EXTRACTED INFORMATION >>
============

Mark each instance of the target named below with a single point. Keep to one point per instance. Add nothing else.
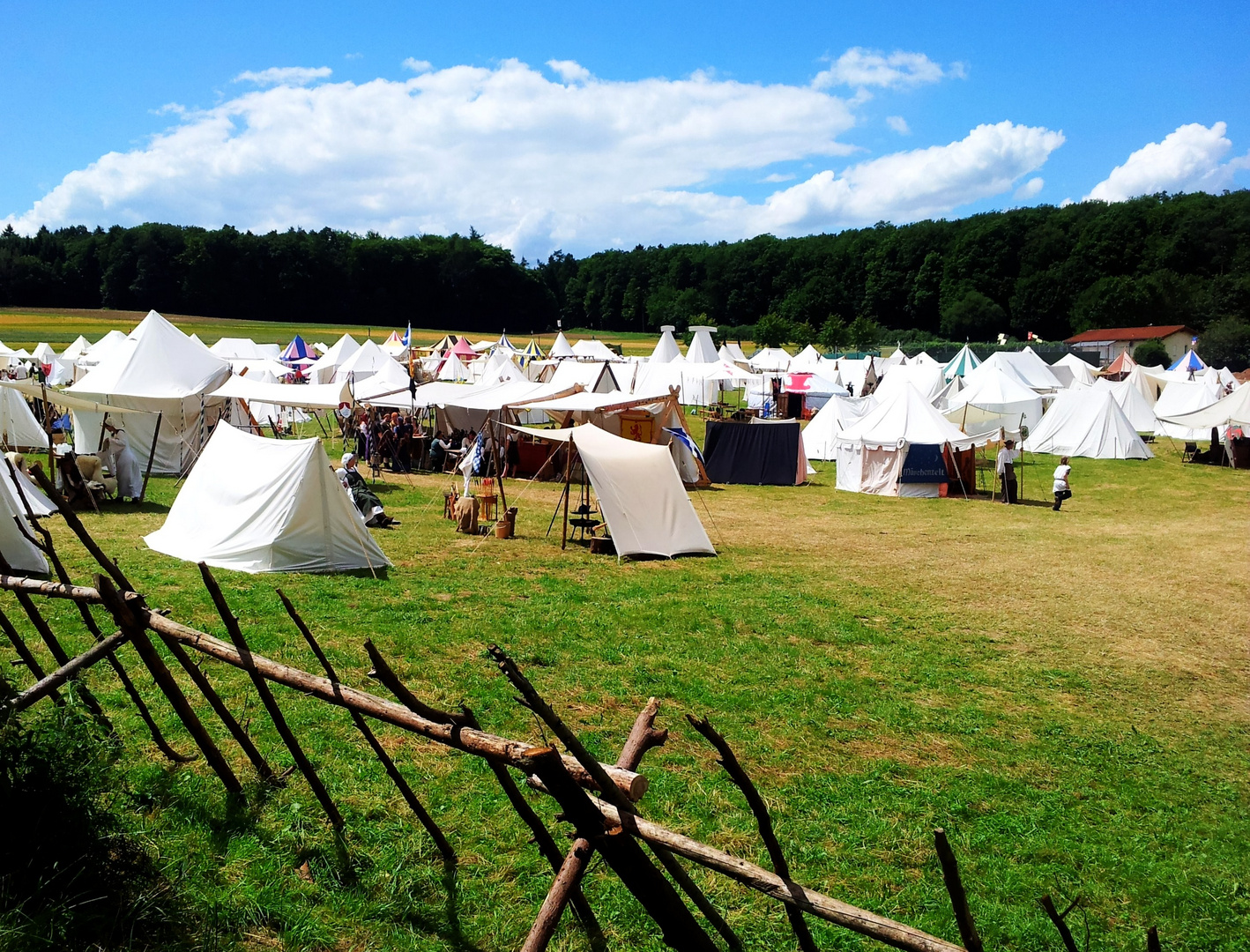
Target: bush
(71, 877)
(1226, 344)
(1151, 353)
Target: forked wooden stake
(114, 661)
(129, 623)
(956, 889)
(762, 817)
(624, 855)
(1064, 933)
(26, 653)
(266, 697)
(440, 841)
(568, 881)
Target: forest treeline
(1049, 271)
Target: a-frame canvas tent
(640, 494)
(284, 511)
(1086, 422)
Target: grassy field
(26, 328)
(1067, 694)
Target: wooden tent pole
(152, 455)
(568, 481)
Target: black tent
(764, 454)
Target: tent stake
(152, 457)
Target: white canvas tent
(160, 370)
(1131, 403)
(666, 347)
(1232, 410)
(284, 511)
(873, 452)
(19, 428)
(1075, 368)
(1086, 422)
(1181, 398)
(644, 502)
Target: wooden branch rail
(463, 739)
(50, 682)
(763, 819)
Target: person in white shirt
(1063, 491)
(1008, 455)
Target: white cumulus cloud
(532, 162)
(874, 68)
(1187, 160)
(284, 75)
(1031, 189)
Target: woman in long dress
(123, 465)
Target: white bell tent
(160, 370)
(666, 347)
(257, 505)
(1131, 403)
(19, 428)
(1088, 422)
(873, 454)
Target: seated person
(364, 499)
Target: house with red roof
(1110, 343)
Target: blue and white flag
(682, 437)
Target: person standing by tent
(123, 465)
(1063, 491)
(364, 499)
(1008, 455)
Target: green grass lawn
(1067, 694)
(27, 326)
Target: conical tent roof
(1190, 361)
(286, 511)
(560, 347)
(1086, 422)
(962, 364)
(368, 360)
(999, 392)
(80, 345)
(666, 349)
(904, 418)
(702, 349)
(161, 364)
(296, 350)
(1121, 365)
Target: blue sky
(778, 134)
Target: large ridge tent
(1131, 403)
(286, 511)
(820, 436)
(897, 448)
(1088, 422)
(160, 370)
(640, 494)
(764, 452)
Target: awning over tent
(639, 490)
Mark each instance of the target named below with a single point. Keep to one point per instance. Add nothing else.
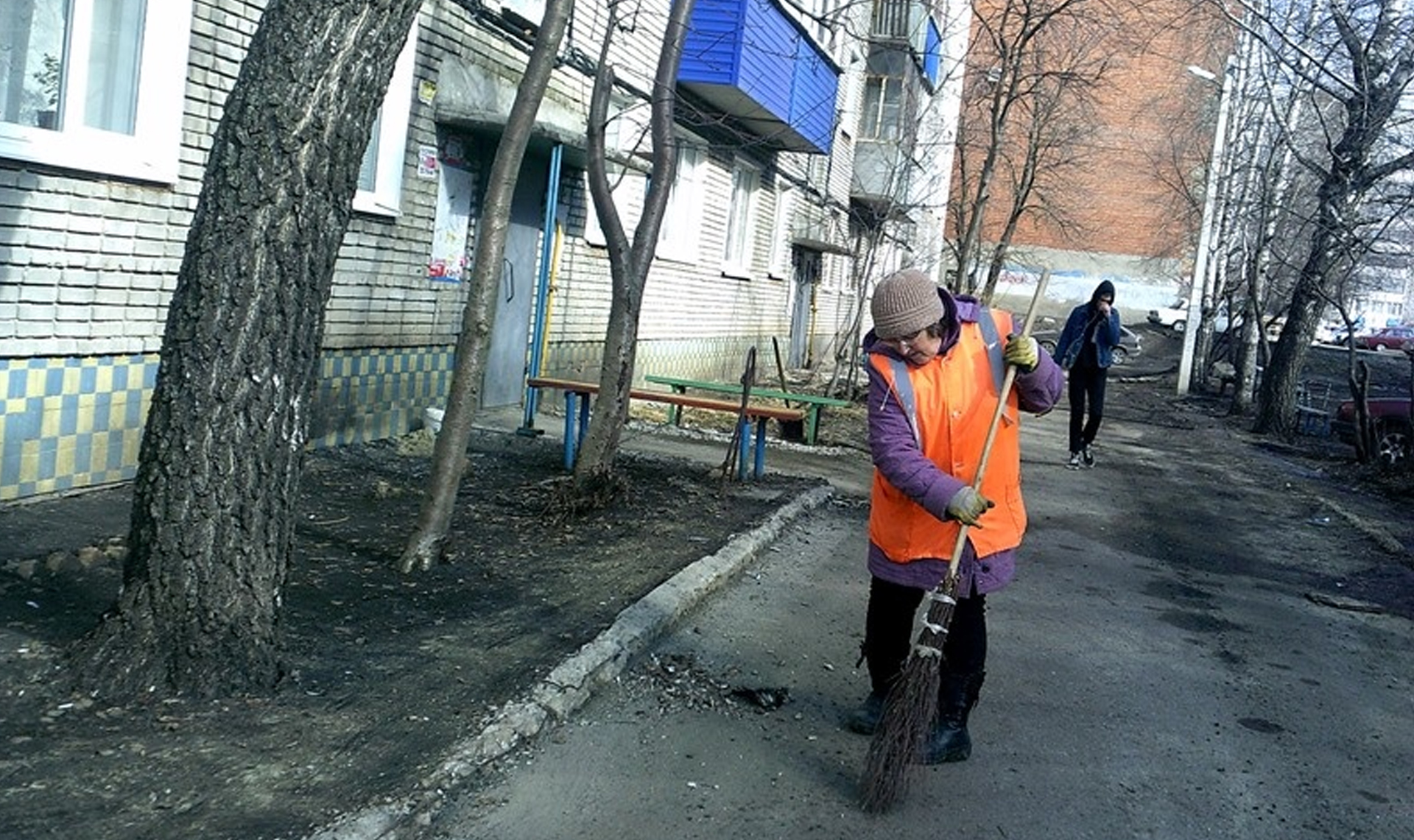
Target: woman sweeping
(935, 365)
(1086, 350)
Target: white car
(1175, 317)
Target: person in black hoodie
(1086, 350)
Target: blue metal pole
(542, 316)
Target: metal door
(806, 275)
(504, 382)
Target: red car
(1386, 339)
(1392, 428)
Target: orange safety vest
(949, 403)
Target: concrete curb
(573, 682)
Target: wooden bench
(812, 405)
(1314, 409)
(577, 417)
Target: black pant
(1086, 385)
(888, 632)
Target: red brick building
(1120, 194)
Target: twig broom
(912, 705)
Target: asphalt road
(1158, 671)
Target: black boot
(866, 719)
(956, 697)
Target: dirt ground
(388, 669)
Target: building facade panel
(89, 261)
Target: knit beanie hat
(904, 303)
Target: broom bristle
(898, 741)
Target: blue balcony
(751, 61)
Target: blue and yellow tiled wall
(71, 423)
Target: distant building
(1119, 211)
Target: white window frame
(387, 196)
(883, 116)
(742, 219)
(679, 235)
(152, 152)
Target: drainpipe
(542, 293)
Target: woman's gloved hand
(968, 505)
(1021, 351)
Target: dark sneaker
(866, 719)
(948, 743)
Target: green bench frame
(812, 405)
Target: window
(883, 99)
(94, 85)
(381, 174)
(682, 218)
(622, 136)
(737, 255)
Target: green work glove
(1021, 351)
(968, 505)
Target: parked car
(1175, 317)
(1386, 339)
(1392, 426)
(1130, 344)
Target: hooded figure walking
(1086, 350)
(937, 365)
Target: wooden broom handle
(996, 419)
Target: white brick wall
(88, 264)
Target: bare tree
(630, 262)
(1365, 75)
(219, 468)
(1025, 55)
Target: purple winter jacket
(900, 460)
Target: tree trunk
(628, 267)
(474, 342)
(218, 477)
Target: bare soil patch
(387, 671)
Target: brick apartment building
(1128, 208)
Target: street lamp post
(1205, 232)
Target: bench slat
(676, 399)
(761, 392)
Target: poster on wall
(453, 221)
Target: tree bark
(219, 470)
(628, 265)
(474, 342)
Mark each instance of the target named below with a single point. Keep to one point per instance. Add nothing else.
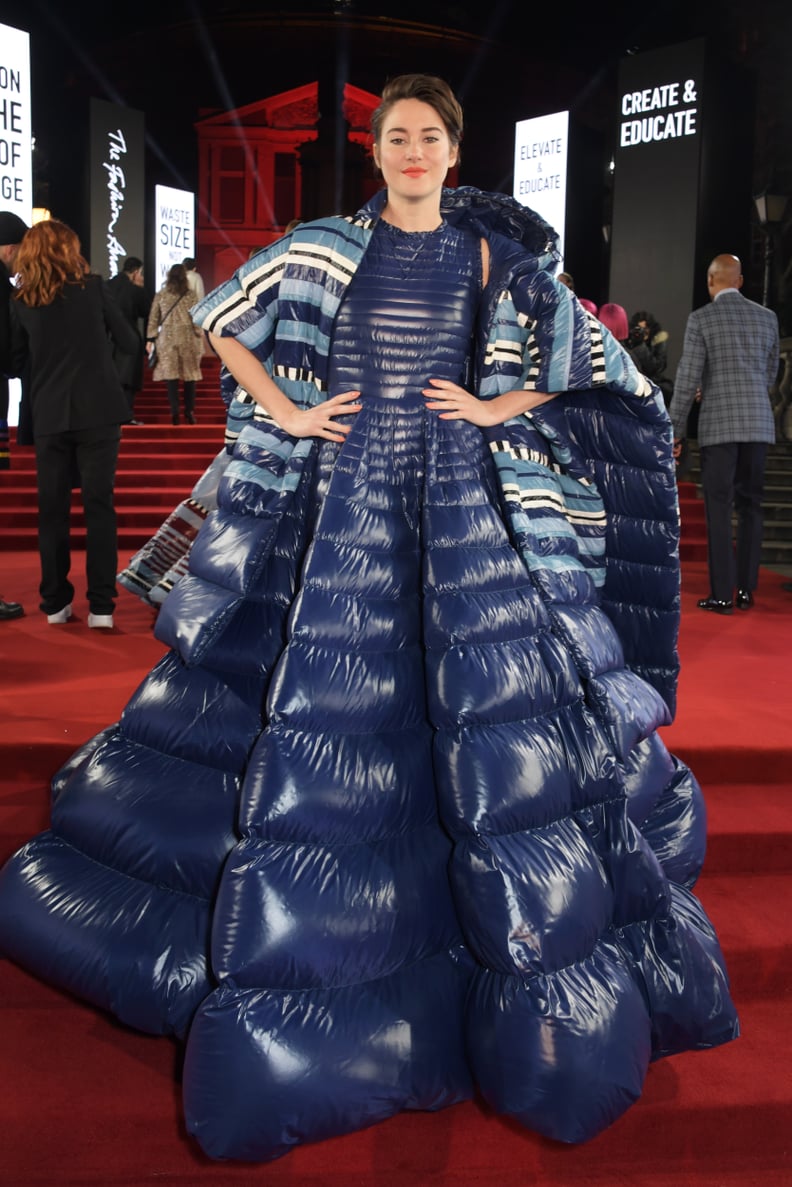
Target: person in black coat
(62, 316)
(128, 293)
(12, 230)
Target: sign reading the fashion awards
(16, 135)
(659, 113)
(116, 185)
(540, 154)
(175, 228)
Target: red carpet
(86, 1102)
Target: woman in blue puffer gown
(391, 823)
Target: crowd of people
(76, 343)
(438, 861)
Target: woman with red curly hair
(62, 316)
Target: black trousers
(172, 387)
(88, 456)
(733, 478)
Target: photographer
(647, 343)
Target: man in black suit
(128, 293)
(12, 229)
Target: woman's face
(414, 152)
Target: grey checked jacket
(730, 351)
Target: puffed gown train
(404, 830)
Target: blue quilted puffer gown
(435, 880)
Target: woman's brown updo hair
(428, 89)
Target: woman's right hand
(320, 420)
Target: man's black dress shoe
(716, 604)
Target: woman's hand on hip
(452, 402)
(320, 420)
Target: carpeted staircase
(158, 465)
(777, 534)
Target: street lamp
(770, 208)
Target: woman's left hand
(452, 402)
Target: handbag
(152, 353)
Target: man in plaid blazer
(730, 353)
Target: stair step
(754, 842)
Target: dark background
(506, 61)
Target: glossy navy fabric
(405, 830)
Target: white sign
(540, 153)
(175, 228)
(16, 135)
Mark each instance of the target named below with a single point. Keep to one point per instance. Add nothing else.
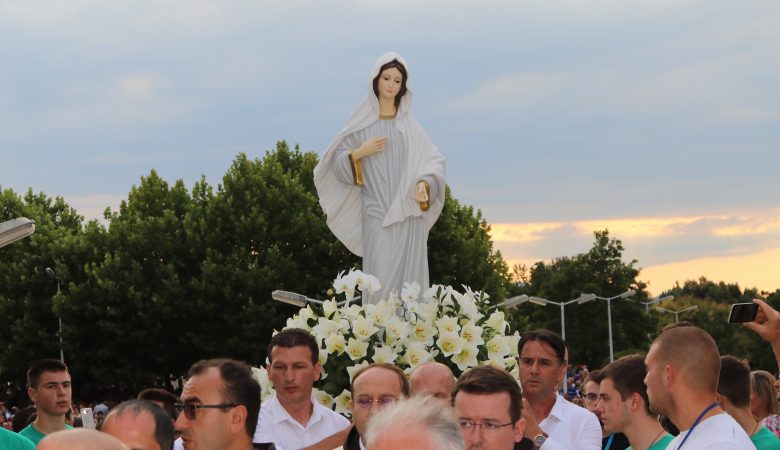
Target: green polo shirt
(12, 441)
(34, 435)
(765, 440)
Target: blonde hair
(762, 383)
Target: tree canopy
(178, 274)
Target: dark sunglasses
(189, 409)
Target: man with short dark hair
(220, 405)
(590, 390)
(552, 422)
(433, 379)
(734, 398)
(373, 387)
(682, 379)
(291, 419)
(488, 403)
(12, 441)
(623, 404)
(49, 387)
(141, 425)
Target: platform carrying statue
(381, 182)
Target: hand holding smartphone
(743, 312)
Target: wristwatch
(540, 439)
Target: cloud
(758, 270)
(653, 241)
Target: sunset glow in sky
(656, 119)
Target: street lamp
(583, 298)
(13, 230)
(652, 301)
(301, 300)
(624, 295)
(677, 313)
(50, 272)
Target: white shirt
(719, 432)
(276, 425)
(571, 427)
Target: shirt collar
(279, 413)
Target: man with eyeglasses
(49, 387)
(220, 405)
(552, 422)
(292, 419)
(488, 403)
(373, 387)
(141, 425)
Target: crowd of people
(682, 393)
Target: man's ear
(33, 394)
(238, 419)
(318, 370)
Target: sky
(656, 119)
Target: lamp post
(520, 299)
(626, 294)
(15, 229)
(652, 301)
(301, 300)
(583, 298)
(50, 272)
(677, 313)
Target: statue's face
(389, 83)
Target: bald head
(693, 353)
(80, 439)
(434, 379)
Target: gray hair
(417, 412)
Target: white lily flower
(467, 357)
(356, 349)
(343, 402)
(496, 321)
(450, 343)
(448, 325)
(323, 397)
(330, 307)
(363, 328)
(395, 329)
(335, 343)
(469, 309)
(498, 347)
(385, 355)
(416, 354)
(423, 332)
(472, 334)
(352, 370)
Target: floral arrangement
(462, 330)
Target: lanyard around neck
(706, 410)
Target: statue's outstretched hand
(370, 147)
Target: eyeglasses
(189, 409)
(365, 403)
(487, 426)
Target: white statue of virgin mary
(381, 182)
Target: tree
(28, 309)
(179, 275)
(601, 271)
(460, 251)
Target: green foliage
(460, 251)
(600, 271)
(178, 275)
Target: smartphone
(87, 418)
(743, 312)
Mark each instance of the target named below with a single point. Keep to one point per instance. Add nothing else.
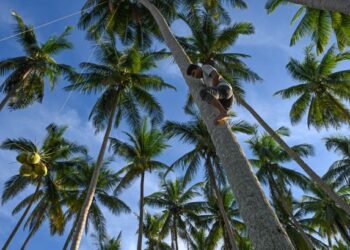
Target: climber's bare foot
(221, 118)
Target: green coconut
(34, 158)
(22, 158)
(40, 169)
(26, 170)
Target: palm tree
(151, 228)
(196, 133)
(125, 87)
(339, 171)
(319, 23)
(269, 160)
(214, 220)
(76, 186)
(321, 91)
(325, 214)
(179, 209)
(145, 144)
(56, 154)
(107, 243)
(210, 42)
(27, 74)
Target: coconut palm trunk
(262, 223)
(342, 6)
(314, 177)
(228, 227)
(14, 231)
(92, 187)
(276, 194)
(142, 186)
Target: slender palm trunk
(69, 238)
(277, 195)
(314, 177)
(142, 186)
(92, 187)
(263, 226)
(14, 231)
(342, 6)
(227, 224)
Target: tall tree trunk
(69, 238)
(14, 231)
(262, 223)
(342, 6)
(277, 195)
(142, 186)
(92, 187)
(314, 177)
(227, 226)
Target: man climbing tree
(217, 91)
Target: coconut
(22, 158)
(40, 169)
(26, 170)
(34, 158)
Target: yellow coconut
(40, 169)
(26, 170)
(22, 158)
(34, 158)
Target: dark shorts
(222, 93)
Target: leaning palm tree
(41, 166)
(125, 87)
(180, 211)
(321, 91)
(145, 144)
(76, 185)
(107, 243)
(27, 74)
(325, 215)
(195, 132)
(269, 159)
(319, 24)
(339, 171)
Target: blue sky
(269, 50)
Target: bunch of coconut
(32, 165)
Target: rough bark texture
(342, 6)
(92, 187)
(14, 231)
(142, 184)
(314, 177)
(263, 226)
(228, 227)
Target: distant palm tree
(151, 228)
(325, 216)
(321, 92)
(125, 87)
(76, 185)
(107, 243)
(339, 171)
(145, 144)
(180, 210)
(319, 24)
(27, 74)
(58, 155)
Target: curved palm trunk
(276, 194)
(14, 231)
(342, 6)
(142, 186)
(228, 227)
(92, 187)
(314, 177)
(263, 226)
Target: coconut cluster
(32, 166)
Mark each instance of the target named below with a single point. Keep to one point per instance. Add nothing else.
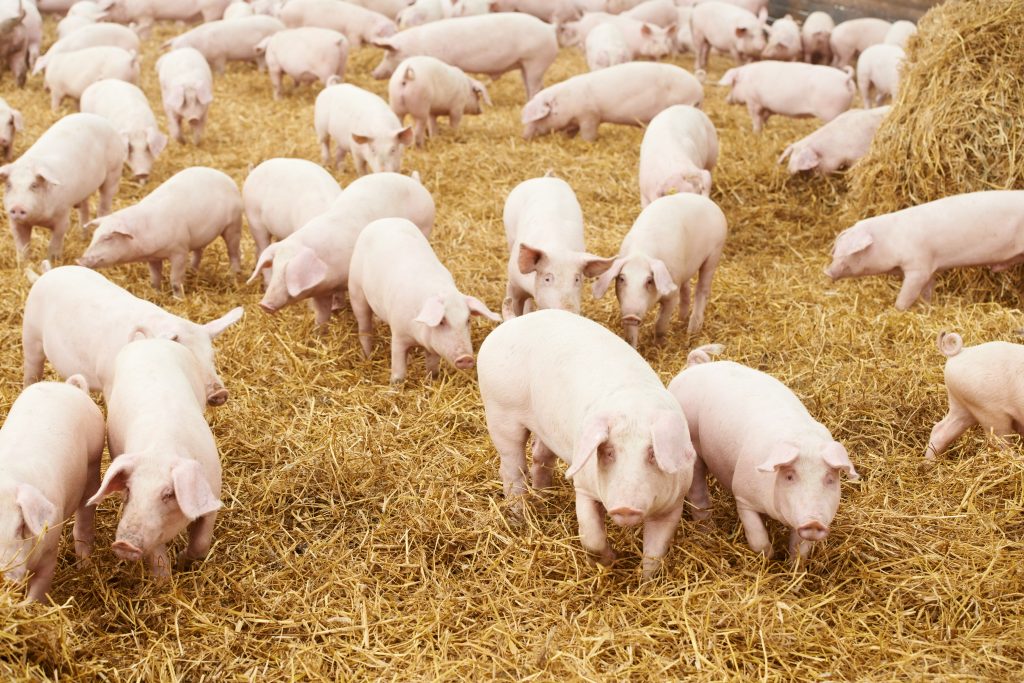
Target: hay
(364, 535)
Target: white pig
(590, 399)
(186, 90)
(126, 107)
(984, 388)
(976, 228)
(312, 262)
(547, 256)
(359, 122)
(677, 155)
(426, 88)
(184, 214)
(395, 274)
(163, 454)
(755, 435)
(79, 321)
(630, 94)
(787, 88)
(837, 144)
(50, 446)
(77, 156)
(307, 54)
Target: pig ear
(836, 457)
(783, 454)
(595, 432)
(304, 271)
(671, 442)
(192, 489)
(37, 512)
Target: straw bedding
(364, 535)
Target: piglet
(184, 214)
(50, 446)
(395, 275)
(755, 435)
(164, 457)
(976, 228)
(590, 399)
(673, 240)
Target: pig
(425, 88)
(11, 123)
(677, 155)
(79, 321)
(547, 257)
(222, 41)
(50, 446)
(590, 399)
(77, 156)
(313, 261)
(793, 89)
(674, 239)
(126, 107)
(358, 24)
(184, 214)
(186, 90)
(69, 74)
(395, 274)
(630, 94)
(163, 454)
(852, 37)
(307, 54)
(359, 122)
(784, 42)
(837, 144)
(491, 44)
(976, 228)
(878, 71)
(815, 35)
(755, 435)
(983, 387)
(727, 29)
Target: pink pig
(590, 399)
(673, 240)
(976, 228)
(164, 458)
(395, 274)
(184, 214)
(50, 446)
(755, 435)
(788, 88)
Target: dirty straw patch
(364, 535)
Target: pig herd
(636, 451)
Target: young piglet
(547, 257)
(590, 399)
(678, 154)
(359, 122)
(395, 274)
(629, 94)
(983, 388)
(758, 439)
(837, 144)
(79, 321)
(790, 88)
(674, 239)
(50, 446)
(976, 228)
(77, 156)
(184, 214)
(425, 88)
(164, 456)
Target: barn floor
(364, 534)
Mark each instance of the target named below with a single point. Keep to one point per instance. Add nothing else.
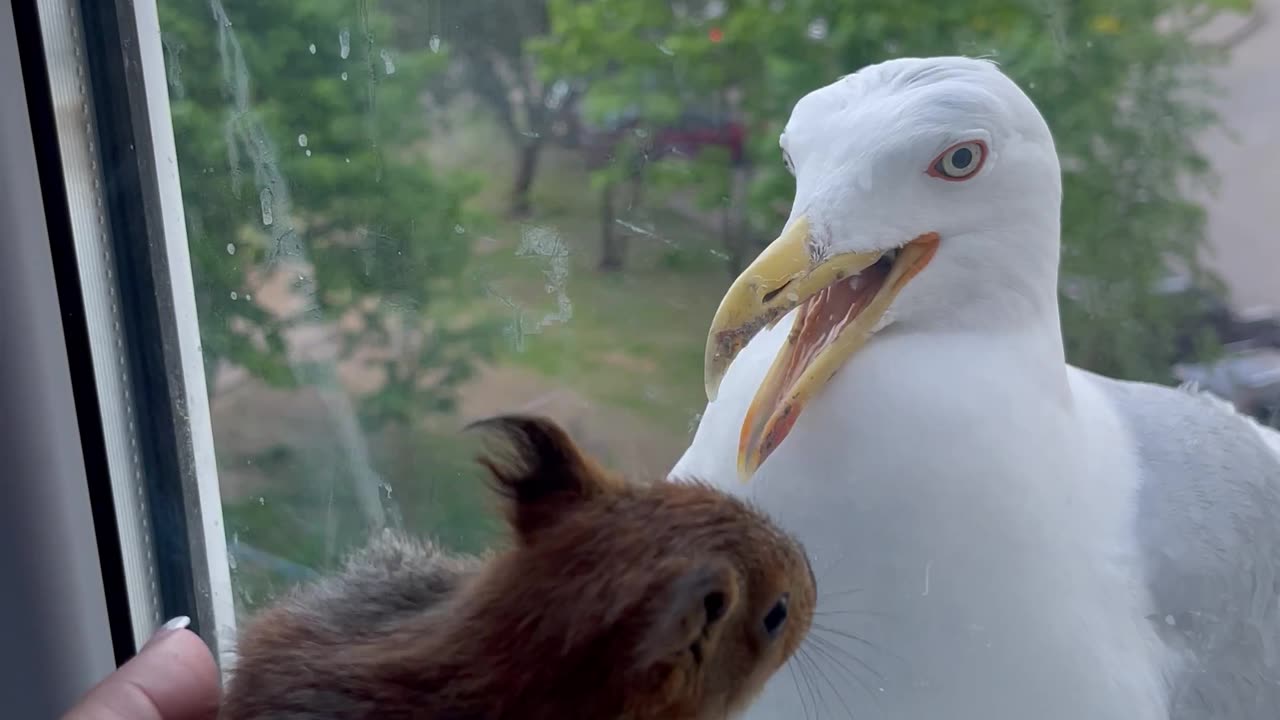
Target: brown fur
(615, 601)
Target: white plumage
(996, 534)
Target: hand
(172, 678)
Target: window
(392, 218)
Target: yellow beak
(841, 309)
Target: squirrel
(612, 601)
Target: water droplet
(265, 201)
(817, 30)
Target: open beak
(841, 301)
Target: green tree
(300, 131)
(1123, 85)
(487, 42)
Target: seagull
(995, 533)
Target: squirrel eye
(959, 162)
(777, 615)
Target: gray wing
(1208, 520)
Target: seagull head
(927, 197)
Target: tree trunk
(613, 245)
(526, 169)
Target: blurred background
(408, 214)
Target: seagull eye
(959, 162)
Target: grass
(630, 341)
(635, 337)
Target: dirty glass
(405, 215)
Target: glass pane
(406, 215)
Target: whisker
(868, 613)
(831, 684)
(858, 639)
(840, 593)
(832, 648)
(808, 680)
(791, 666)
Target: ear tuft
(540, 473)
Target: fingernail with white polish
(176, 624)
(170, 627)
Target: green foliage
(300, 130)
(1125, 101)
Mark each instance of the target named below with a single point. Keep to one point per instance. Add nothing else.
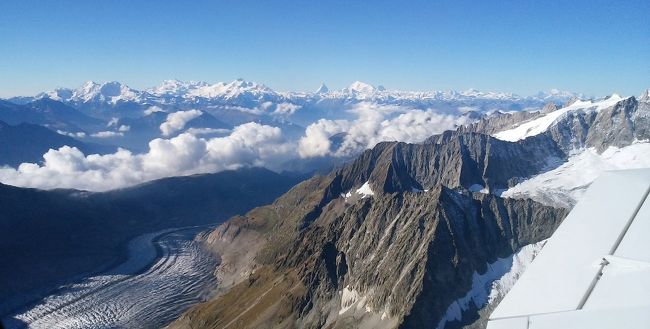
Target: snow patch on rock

============

DESCRIPTION OF THE TASK >> Quote precisely the lines of the data from the line containing "Target: yellow beak" through its final line, both included, excluding pictures.

THE RESPONSE >>
Target: yellow beak
(841, 309)
Target: squirrel
(612, 601)
Target: water droplet
(265, 201)
(817, 30)
Target: open beak
(841, 301)
Target: green tree
(300, 131)
(1123, 85)
(487, 42)
Target: seagull
(995, 533)
Target: squirrel eye
(959, 162)
(777, 615)
Target: gray wing
(1208, 520)
Target: seagull head
(927, 197)
Target: tree trunk
(613, 245)
(526, 169)
Target: blurred background
(408, 214)
Target: seagull eye
(959, 162)
Target: grass
(630, 341)
(635, 337)
Target: dirty glass
(405, 215)
Target: glass pane
(406, 215)
Target: whisker
(868, 613)
(831, 684)
(858, 639)
(840, 593)
(832, 648)
(808, 680)
(791, 666)
Target: ear tuft
(540, 473)
Target: fingernail with white polish
(176, 624)
(170, 627)
Target: green foliage
(300, 130)
(1125, 101)
Mark each instance of the target named below with a single point. Keep to one point per instance. Add nothing else.
Target: snow patch on rock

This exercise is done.